[Begin RECORDS]

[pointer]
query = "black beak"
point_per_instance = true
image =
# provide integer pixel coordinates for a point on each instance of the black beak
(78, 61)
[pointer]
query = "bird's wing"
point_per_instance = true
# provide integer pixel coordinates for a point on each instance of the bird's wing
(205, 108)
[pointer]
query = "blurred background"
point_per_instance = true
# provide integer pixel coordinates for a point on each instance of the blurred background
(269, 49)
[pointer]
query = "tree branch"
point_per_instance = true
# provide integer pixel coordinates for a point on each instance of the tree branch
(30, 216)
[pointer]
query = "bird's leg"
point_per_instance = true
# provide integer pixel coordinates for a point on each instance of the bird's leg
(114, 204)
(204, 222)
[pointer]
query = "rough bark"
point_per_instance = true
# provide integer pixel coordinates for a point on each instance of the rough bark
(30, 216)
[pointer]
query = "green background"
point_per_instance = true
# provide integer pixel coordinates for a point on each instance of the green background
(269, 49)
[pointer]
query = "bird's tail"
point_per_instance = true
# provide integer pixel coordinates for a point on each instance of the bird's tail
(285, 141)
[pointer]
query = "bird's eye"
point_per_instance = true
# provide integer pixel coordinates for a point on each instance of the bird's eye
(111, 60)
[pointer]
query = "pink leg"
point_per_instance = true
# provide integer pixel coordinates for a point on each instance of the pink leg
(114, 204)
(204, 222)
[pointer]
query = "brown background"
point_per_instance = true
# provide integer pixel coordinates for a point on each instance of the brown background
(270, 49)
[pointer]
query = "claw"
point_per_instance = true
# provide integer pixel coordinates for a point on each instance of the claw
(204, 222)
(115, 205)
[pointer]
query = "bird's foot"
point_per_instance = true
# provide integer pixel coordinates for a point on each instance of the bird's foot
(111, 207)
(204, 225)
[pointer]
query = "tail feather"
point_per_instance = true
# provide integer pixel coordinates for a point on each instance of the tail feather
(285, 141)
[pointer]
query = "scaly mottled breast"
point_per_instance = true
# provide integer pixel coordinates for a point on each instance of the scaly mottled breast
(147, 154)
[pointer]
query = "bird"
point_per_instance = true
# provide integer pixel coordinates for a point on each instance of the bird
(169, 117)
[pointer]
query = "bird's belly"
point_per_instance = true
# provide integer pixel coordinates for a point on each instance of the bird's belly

[End RECORDS]

[EXERCISE PROMPT]: Extract every line of the rows that contains the string "foot", and copy each such line in full.

[FINAL RESULT]:
query = "bird's foot"
# provide integer pixel coordinates for a point on each instance of the bird's foot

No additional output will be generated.